++++ RECORDS SHOWN ++++

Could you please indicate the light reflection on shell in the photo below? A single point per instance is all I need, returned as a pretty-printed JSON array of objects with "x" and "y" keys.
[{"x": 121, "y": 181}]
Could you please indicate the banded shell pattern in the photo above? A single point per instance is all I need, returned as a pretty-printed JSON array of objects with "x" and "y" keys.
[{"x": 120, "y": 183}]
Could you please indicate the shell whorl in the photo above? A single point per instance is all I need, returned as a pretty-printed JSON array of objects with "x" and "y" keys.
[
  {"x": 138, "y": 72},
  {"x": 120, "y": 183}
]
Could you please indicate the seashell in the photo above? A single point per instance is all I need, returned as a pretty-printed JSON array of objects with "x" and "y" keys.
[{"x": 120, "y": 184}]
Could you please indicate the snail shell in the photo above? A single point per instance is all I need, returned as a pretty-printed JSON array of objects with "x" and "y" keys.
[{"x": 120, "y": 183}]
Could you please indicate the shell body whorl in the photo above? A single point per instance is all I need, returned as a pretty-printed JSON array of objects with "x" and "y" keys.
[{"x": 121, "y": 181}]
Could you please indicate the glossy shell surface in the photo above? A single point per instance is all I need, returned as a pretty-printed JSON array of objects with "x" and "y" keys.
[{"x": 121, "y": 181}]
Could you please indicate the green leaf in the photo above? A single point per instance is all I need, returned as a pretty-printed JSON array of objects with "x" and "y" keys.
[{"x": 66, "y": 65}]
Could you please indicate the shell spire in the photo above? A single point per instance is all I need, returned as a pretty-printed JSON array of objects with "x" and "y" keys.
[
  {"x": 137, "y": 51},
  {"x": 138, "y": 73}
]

++++

● GIVEN INSTRUCTION: Please copy the rows above, replacing "indicate" with "mark" everywhere and keeping everything else unchanged.

● EXPECTED OUTPUT:
Could you please mark the light reflection on shell in the photo below? A single point per instance is all I need, returned as a pretty-printed JSON array of objects with "x" and "y" keys.
[{"x": 121, "y": 181}]
Could you please mark the banded shell pattern in the photo above? A single point per instance is all I need, returned as a pretty-printed JSON array of objects with "x" and "y" keys.
[{"x": 120, "y": 183}]
Could you please mark the shell whorl in the photo above? A single point per instance is all I need, returned as a pretty-printed JSON array of objects with "x" and "y" keys.
[
  {"x": 138, "y": 72},
  {"x": 120, "y": 183}
]
Could you please mark the seashell in the photo above? A single point per instance is all I need, returned as a pretty-printed JSON array of objects with "x" and "y" keys.
[{"x": 120, "y": 184}]
Could you please mark the snail shell in the photo above? A single point per instance is all I need, returned as a pretty-printed JSON array of objects with "x" and "y" keys.
[{"x": 120, "y": 183}]
Could you please mark the shell body whorl in the photo above? A single point per instance is all I need, returned as a pretty-printed JSON array of objects with "x" and "y" keys.
[{"x": 121, "y": 181}]
Could you please mark the glossy shell surface in the photo above? A single point per instance is all I need, returned as a pretty-printed JSON array of objects with "x" and "y" keys.
[{"x": 121, "y": 181}]
Could you please mark the green leaf in the photo above? A single point per instance is all I need, returned as a pretty-printed JSON array of objects with "x" and "y" keys.
[{"x": 66, "y": 65}]
Could you please mark the shell spire in the photo above? A single point per instance is all I need, returned as a pretty-printed JSON array of objects with "x" and "y" keys.
[
  {"x": 137, "y": 51},
  {"x": 138, "y": 73}
]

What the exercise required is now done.